WRITTEN PROBLEM:
Could you repeat each of the records below exactly, without changing anything?

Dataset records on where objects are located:
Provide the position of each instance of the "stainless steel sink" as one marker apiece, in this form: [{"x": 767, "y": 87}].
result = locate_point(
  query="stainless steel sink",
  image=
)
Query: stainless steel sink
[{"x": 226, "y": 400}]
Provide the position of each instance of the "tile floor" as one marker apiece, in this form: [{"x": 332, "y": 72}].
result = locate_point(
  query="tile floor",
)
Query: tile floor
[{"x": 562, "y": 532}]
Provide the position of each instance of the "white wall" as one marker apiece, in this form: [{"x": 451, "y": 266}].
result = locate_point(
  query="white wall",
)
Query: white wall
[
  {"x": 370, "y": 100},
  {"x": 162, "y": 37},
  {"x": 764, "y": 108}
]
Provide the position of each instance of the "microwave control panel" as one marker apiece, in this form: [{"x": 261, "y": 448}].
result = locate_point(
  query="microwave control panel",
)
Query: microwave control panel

CORRECT RESPONSE:
Provide the position of each instance of the "stainless steel sink" as one marker apiece, in this form: [{"x": 767, "y": 87}].
result = locate_point(
  query="stainless steel sink",
  image=
)
Query: stainless steel sink
[{"x": 226, "y": 400}]
Provide the position of each instance of the "tile floor" as one marker apiece, in this form: [{"x": 332, "y": 72}].
result = locate_point(
  query="tile floor",
)
Query: tile floor
[{"x": 562, "y": 532}]
Provide the position of each instance of the "white wall" as one marker apiece, in this form: [{"x": 451, "y": 266}].
result = locate_point(
  query="white wall",
)
Query: white wall
[
  {"x": 370, "y": 100},
  {"x": 162, "y": 37},
  {"x": 764, "y": 108}
]
Provide the position of each instance of the "microwave control panel" as one marker apiece, in this form: [{"x": 261, "y": 448}].
result = locate_point(
  query="microwave control panel",
)
Query: microwave control panel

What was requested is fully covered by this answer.